> _EXERCISE_
Filter the data below and output every line that contains the string "dark". Matching is case-sensitive.

> _ENTRIES_
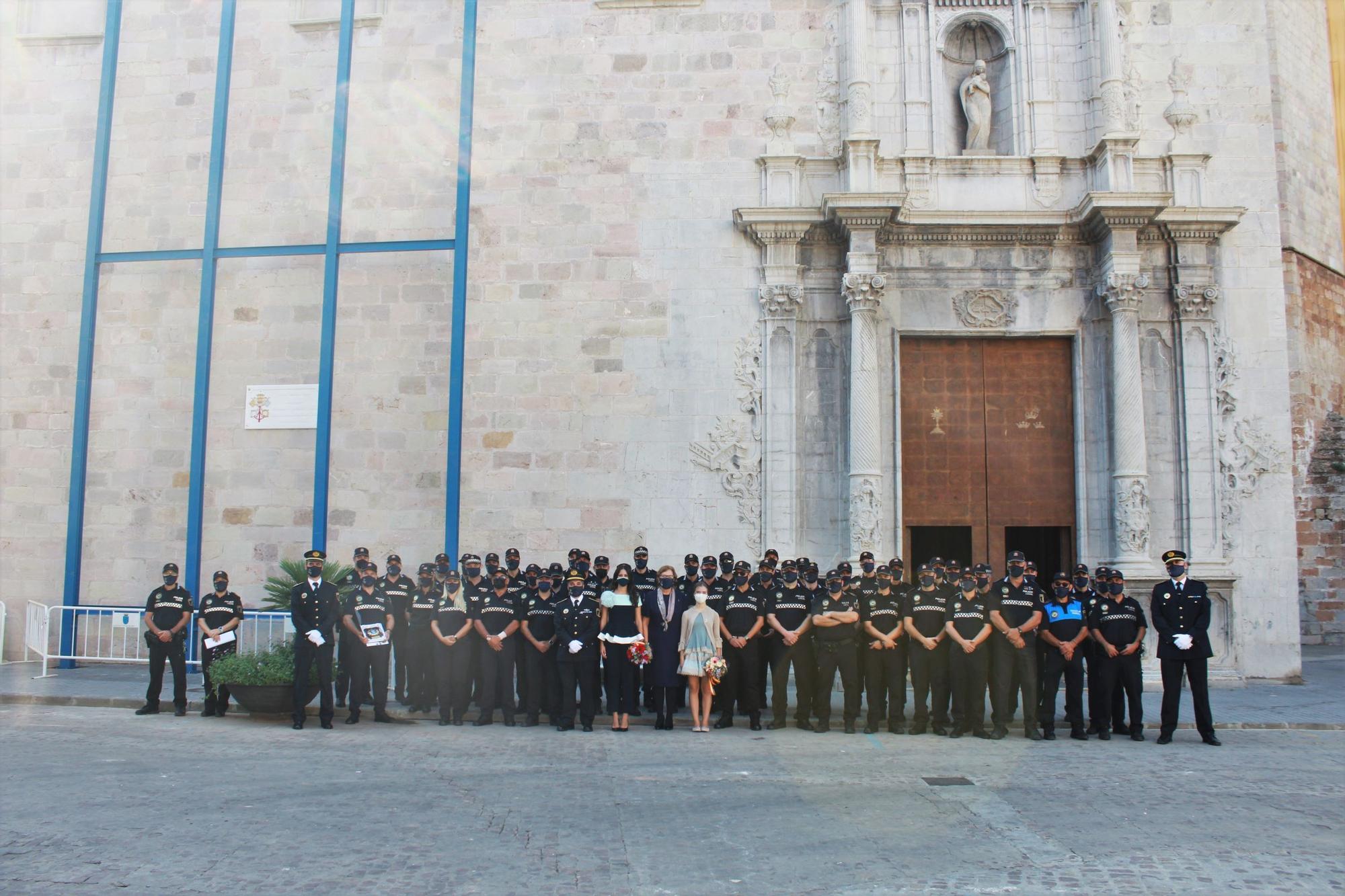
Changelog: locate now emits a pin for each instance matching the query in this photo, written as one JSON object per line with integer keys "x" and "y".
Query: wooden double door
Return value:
{"x": 988, "y": 451}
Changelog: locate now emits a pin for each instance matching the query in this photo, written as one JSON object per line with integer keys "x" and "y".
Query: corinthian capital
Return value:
{"x": 863, "y": 292}
{"x": 779, "y": 299}
{"x": 1196, "y": 300}
{"x": 1124, "y": 291}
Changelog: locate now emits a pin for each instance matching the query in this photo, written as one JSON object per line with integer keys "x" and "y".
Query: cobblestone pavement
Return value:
{"x": 106, "y": 799}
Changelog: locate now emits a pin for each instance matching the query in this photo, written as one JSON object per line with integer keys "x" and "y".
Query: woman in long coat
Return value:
{"x": 662, "y": 620}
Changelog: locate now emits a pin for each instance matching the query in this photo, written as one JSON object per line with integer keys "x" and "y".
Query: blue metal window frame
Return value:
{"x": 210, "y": 252}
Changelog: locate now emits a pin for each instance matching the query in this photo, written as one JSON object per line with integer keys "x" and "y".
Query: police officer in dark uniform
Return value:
{"x": 884, "y": 653}
{"x": 221, "y": 611}
{"x": 344, "y": 641}
{"x": 576, "y": 639}
{"x": 968, "y": 626}
{"x": 1117, "y": 624}
{"x": 167, "y": 612}
{"x": 927, "y": 653}
{"x": 498, "y": 616}
{"x": 836, "y": 620}
{"x": 368, "y": 606}
{"x": 539, "y": 649}
{"x": 453, "y": 630}
{"x": 1065, "y": 630}
{"x": 1016, "y": 612}
{"x": 422, "y": 688}
{"x": 314, "y": 610}
{"x": 789, "y": 614}
{"x": 399, "y": 589}
{"x": 1180, "y": 612}
{"x": 740, "y": 624}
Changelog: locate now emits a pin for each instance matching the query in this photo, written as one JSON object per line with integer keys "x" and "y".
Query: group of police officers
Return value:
{"x": 523, "y": 638}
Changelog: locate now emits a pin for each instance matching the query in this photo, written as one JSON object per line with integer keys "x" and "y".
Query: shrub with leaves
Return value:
{"x": 295, "y": 572}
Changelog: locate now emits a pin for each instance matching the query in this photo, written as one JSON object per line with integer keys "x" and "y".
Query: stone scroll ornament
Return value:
{"x": 734, "y": 447}
{"x": 985, "y": 309}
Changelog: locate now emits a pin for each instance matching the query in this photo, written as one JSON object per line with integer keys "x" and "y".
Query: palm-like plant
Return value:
{"x": 295, "y": 572}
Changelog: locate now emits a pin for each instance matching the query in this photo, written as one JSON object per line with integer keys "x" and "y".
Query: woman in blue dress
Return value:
{"x": 618, "y": 630}
{"x": 662, "y": 615}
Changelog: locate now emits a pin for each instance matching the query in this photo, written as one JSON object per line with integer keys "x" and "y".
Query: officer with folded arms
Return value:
{"x": 1180, "y": 611}
{"x": 314, "y": 610}
{"x": 221, "y": 611}
{"x": 167, "y": 612}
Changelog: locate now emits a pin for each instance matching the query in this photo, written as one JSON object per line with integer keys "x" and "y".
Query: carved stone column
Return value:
{"x": 1124, "y": 294}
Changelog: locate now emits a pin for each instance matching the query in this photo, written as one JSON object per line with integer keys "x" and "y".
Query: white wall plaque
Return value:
{"x": 290, "y": 407}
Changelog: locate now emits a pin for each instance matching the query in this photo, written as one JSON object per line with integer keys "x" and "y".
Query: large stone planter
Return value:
{"x": 270, "y": 700}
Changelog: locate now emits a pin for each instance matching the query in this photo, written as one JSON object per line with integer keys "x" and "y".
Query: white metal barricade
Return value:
{"x": 116, "y": 634}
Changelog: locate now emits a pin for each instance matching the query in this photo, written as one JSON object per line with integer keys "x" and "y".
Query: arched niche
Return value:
{"x": 961, "y": 44}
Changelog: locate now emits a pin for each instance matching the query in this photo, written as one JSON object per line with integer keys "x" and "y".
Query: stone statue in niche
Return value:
{"x": 976, "y": 106}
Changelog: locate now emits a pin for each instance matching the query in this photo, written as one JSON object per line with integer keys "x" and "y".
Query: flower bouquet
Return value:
{"x": 640, "y": 654}
{"x": 716, "y": 667}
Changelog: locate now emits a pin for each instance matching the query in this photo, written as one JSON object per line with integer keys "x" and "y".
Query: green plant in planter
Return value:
{"x": 295, "y": 572}
{"x": 275, "y": 666}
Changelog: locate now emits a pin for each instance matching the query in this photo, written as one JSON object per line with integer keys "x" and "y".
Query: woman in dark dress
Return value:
{"x": 621, "y": 627}
{"x": 664, "y": 608}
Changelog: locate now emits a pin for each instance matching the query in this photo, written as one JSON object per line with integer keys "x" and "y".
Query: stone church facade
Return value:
{"x": 736, "y": 280}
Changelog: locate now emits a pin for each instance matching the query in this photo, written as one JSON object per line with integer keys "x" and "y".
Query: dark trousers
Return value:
{"x": 886, "y": 682}
{"x": 306, "y": 654}
{"x": 805, "y": 661}
{"x": 498, "y": 678}
{"x": 401, "y": 659}
{"x": 1007, "y": 662}
{"x": 365, "y": 663}
{"x": 623, "y": 694}
{"x": 578, "y": 673}
{"x": 1198, "y": 676}
{"x": 930, "y": 684}
{"x": 217, "y": 697}
{"x": 1120, "y": 680}
{"x": 454, "y": 678}
{"x": 740, "y": 682}
{"x": 833, "y": 655}
{"x": 544, "y": 686}
{"x": 968, "y": 677}
{"x": 420, "y": 684}
{"x": 177, "y": 655}
{"x": 1073, "y": 670}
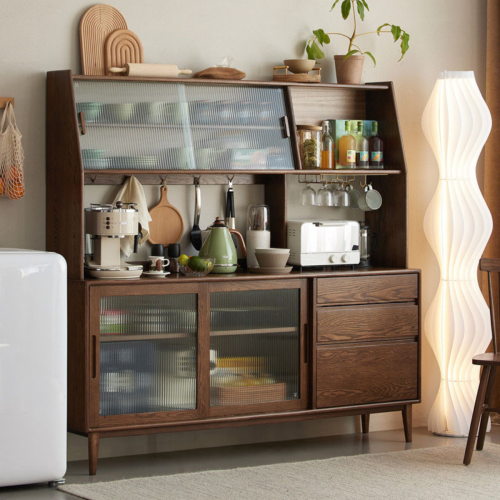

> _SOLUTION_
Query: police officer in dark uniform
Query: woman in dark dress
Query: dark trousers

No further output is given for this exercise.